[TEXT SHOWN — start]
It should come as no surprise that water is Eric Zener’s muse, the medium through which he expresses life’s journey. Having grown up on the beach in San Diego, he spent his formative years seeking adventure on his surfboard—a pursuit that every surfer knows comes with danger lurking just below the surface. “It’s that vulnerability, realizing how small we are compared to the abyss—it touches the voyager in all of us,” says Zener, a self- taught painter who still gazes at the water from his Sausalito studio in a former World War II shipbuilding warehouse overlooking the San Francisco Bay.
Being poised for change is the common thread through all of his artworks. “They are about transformative experiences, or even just temporal feelings,” the artist says. That’s why so many of his photorealistic paintings depict swimmers, including himself, standing on the edge of a diving board or mid-flight as they jump. Many others show men and women flowing through the water, sometimes in a cloud of bubbles, sometimes suspended in marbled sunlight. In each case, he says, water is the portal from one state to another.
Zener has been painting for fun as long as he can remember, encouraged by his grandmother, an “obsessive” amateur artist who would paint with him for hours on end when he visited her in Sun Valley, Idaho. Shortly after graduating from UC Santa Barbara, he took off to travel the world for 18 months. “On that journey, I made the proverbial leap of faith to paint as a profession,”
he says. That leap has informed his work ever since.
[TEXT SHOWN — finish]
[ENTRIES PROVIDED — start]
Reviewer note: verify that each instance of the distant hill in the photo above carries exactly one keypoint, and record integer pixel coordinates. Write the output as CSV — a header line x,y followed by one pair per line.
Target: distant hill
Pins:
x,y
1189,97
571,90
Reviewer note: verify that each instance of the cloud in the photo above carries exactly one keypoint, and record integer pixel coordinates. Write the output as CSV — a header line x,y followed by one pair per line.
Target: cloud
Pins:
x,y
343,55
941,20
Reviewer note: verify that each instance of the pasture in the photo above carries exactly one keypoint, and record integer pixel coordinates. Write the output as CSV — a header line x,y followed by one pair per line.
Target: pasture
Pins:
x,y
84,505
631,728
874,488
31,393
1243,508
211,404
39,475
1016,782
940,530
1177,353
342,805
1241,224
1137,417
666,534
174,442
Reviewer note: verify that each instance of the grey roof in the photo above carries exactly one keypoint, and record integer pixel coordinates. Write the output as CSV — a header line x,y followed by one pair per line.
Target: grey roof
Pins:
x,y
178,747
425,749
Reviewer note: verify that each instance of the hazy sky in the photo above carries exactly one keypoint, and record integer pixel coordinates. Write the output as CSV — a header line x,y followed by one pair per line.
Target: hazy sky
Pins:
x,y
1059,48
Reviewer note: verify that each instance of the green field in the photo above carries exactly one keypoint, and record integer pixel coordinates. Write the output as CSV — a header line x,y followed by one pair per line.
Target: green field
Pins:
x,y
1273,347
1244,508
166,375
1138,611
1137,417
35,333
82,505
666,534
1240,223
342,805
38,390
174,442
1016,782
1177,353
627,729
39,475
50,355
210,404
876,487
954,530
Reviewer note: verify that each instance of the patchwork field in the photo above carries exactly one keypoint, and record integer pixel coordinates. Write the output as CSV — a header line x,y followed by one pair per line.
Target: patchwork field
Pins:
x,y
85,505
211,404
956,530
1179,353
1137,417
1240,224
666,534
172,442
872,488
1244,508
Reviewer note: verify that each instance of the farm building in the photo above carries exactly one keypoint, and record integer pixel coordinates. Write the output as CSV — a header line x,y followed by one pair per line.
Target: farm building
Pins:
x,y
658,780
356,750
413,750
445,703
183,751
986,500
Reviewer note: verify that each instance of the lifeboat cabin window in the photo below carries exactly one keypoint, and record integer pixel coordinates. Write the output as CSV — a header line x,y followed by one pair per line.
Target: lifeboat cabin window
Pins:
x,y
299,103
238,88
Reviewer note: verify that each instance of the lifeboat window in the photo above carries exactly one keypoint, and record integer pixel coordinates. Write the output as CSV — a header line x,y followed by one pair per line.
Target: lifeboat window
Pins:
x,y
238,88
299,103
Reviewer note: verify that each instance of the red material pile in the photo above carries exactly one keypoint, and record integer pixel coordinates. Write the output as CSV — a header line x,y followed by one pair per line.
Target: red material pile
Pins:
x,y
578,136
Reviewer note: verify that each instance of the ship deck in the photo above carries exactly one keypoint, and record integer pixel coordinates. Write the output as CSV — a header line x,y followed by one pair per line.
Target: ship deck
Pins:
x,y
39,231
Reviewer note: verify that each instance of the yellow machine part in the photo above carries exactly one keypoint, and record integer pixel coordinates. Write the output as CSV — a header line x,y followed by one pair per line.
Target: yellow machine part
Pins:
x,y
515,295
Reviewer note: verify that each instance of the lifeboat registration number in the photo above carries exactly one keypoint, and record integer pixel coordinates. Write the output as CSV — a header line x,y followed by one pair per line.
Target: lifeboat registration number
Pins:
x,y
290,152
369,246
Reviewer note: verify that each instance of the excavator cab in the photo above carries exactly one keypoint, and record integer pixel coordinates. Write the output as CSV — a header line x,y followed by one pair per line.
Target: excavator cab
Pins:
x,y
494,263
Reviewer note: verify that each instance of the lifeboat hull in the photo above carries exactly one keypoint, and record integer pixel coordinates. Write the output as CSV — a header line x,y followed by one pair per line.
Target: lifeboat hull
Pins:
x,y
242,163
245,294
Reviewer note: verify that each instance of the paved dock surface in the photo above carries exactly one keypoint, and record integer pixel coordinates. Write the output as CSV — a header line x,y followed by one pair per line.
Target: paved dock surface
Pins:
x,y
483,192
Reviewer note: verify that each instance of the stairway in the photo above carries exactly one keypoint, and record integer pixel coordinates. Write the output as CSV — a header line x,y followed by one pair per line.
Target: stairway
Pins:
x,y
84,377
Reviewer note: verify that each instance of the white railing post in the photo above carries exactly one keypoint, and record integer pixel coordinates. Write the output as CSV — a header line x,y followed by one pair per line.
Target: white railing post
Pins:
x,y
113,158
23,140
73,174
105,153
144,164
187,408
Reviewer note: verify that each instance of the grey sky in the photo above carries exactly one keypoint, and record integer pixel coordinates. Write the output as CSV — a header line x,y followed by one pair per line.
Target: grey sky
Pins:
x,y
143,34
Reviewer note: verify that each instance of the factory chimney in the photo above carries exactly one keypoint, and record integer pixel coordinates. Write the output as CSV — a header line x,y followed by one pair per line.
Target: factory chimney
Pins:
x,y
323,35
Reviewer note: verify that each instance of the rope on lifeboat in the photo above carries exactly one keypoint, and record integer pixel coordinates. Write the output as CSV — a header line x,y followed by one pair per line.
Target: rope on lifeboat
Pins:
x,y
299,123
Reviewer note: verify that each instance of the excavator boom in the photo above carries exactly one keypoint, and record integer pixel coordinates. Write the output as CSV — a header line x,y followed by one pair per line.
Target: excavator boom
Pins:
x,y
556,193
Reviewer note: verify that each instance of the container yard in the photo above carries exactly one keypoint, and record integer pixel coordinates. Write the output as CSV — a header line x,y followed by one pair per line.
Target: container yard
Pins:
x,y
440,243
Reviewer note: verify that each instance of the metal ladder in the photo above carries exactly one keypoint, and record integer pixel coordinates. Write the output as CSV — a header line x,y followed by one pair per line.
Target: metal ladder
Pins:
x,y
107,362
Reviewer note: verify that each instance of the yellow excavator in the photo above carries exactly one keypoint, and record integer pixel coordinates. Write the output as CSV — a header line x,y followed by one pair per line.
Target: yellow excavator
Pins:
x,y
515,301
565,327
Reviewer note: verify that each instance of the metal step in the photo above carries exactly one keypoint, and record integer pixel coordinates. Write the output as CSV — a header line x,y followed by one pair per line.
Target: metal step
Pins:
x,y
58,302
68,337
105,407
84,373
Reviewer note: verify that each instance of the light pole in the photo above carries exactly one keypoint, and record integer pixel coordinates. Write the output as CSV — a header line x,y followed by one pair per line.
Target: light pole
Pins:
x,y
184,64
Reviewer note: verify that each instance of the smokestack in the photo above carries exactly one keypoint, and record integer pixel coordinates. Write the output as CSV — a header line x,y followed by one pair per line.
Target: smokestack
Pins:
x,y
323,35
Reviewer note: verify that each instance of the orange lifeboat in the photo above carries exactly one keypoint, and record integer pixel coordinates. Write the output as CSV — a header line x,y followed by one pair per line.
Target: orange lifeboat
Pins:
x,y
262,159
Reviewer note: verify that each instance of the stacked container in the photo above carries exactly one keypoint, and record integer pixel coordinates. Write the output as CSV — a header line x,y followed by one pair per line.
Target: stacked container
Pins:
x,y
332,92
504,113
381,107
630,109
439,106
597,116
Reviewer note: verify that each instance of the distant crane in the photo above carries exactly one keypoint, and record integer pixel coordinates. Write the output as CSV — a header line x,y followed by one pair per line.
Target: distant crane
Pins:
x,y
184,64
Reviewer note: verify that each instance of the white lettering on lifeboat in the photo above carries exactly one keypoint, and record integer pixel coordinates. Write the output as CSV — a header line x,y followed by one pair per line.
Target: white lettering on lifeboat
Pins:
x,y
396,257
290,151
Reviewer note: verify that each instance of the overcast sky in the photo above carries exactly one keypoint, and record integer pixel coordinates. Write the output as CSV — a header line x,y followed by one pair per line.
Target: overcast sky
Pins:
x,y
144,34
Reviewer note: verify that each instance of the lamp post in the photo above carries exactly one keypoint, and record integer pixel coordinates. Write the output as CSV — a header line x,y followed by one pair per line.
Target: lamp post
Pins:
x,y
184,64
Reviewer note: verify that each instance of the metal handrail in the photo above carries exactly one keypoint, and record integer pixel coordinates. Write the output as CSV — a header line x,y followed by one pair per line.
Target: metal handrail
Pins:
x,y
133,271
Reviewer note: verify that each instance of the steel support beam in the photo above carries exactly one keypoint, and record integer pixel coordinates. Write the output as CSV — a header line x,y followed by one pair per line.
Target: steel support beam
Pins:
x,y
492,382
[ENTRIES PROVIDED — finish]
[ENTRIES PROVIDED — start]
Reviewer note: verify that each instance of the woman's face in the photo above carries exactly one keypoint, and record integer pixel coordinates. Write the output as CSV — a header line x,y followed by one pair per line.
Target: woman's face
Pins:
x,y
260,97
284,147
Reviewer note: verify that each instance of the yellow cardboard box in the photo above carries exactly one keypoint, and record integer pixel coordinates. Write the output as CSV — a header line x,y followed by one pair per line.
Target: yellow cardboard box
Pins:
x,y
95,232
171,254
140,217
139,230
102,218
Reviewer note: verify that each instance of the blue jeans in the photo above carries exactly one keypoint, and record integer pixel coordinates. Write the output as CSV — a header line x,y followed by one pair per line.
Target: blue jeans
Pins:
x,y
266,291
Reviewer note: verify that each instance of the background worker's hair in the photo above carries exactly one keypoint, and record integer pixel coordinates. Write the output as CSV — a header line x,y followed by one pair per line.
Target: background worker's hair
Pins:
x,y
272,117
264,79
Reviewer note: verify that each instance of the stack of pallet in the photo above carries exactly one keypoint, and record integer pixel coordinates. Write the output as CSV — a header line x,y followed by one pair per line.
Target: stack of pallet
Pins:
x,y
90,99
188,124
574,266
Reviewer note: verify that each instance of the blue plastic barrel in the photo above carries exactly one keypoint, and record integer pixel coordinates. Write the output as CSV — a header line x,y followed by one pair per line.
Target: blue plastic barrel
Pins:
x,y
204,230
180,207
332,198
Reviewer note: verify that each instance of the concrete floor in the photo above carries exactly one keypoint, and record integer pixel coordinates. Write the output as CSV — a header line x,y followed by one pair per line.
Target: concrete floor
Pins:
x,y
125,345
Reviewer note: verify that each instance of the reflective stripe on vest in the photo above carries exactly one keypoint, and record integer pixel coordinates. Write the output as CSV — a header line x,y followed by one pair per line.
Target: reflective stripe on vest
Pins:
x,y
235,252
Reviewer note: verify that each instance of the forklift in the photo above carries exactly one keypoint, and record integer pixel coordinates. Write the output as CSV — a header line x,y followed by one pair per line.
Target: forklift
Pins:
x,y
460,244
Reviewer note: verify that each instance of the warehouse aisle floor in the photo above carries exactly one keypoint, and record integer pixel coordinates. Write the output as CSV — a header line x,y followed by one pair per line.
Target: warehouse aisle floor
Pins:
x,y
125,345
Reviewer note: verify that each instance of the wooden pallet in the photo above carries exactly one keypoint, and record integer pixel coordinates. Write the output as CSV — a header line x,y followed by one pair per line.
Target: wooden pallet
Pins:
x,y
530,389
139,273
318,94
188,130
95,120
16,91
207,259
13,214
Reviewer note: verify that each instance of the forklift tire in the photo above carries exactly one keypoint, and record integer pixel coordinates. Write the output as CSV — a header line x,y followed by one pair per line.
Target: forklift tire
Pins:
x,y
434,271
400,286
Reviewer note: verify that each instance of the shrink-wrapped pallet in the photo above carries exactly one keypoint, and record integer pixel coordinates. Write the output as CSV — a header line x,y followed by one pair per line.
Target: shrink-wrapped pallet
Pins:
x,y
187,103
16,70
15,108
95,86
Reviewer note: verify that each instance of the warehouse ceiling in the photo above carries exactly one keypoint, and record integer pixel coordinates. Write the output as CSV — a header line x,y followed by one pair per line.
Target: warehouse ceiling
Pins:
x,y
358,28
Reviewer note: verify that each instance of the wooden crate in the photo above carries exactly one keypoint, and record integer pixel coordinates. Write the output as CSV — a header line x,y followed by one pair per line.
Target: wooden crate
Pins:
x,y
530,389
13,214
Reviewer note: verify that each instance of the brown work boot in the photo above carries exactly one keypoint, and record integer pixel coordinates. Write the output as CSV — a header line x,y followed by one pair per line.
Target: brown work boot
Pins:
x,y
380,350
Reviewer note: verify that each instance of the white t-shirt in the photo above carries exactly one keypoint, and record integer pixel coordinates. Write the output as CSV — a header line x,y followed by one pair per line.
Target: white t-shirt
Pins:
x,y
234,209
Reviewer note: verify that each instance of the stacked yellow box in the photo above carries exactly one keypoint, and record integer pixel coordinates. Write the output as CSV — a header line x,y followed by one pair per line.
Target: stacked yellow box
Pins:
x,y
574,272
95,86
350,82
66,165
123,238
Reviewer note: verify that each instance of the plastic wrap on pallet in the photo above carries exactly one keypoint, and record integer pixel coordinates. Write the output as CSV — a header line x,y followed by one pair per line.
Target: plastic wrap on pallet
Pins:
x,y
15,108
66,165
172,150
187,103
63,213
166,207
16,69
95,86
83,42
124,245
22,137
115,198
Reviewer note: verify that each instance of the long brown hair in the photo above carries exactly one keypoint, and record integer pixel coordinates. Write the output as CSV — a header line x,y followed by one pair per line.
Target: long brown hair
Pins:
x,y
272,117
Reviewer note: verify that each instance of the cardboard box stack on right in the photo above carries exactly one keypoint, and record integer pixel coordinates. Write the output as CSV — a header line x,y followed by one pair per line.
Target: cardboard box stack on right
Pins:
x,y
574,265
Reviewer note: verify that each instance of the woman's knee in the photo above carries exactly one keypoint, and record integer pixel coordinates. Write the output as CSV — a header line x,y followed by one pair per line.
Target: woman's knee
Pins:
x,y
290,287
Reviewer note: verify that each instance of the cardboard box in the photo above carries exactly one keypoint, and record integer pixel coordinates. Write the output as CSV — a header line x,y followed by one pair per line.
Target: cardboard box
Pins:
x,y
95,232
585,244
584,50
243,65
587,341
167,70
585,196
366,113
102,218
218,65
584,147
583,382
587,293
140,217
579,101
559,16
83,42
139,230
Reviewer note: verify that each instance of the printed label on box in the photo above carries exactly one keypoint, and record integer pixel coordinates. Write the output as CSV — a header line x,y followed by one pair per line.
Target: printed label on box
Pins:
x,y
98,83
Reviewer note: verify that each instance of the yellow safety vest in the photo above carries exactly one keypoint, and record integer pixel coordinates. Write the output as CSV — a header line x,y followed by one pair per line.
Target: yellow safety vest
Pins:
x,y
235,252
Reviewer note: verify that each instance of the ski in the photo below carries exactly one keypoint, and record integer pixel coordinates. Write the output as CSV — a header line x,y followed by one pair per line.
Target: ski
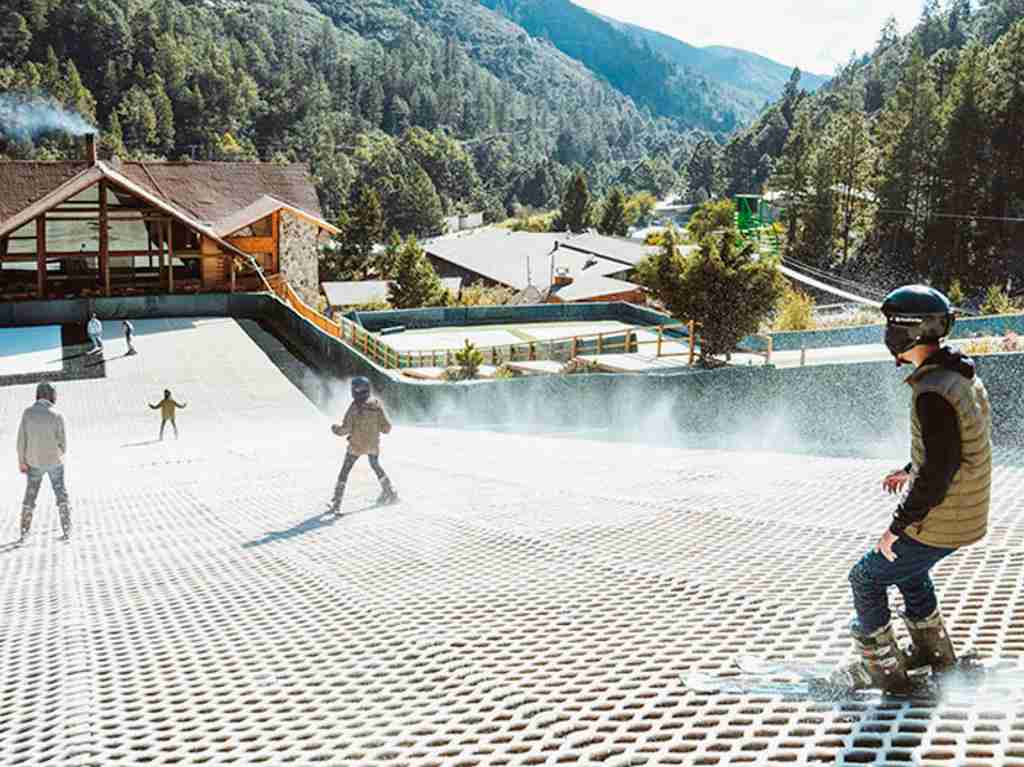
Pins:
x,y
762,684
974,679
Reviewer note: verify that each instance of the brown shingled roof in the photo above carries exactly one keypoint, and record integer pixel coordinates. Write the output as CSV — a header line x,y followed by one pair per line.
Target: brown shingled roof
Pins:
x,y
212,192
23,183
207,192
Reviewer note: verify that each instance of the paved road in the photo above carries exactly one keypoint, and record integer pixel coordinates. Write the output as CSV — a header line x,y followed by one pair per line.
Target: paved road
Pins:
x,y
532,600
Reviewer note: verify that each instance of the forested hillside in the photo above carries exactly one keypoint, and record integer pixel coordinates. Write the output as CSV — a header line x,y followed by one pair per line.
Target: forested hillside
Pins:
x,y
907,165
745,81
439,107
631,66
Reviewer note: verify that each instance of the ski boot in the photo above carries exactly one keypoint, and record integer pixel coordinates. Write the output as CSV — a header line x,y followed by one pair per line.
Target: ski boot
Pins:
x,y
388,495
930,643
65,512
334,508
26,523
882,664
[ENTRIES PROVIDED — finish]
REQUIRED ACTIONS –
1. Retype the passage on Eric Zener from "It should come" up to and including "San Francisco Bay.".
2. Answer these questions using the passage on Eric Zener:
(a) Where did Zener grow up?
(b) What building houses his Sausalito studio?
(c) How long did he travel the world after graduating from UC Santa Barbara?

RESULTS IN ORDER –
1.
It should come as no surprise that water is Eric Zener’s muse, the medium through which he expresses life’s journey. Having grown up on the beach in San Diego, he spent his formative years seeking adventure on his surfboard—a pursuit that every surfer knows comes with danger lurking just below the surface. “It’s that vulnerability, realizing how small we are compared to the abyss—it touches the voyager in all of us,” says Zener, a self- taught painter who still gazes at the water from his Sausalito studio in a former World War II shipbuilding warehouse overlooking the San Francisco Bay.

2.
(a) On the beach in San Diego.
(b) A former World War II shipbuilding warehouse overlooking the San Francisco Bay.
(c) 18 months.